◆ DATASET RECORDS:
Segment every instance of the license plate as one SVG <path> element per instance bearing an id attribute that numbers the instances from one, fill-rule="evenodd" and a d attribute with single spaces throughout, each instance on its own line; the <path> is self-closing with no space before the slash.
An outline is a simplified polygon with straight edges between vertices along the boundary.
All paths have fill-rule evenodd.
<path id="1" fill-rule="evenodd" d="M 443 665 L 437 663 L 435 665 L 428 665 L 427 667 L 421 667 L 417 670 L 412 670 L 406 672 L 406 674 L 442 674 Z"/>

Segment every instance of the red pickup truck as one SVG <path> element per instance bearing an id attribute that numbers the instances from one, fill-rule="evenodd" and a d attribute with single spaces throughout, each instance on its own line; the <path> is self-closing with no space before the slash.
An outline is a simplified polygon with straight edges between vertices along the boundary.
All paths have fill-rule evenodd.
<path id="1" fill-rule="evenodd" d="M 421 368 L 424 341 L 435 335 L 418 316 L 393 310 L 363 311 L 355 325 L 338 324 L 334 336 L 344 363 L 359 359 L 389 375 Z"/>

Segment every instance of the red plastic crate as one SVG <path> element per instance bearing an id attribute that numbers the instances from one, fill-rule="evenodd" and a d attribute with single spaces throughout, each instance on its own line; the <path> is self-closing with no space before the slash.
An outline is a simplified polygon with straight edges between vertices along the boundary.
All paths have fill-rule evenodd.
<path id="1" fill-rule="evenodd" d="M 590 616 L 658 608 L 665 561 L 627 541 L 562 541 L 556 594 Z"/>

◆ SHORT PROBLEM:
Can you update the items above so that "simplified polygon" reads "rough polygon" everywhere, changing nothing else?

◆ ANSWER FOR THE TASK:
Segment every instance of the license plate as one SVG <path> element per instance bearing an id attribute that numbers the instances from one, fill-rule="evenodd" and a d attribute with single spaces throughout, each instance on its own line; the <path> is self-closing with no space before the slash.
An outline is a rough polygon with straight edges between vertices along the boundary.
All paths have fill-rule evenodd.
<path id="1" fill-rule="evenodd" d="M 443 665 L 437 663 L 435 665 L 428 665 L 427 667 L 421 667 L 417 670 L 412 670 L 406 672 L 406 674 L 442 674 Z"/>

Segment every instance of the red pickup truck as one SVG <path> element per instance bearing an id attribute that numbers the instances from one, fill-rule="evenodd" and a d attribute with single spaces throughout, each instance on its own line; the <path> is self-closing with no space before the slash.
An outline is a rough polygon with straight edges between vertices along the boundary.
All paths have fill-rule evenodd.
<path id="1" fill-rule="evenodd" d="M 421 368 L 424 341 L 435 335 L 418 316 L 393 310 L 363 311 L 355 325 L 338 324 L 334 336 L 344 363 L 359 359 L 389 375 Z"/>

Segment every instance of the red plastic crate as one SVG <path> element per instance bearing an id attribute that numbers the instances from one, fill-rule="evenodd" and a d attribute with single spaces throughout, each instance on its own line; the <path> is self-closing with no space before the slash.
An outline is a rough polygon with straight edges between vertices along the boundary.
All paths have fill-rule evenodd.
<path id="1" fill-rule="evenodd" d="M 590 616 L 658 608 L 665 561 L 627 541 L 562 541 L 556 594 Z"/>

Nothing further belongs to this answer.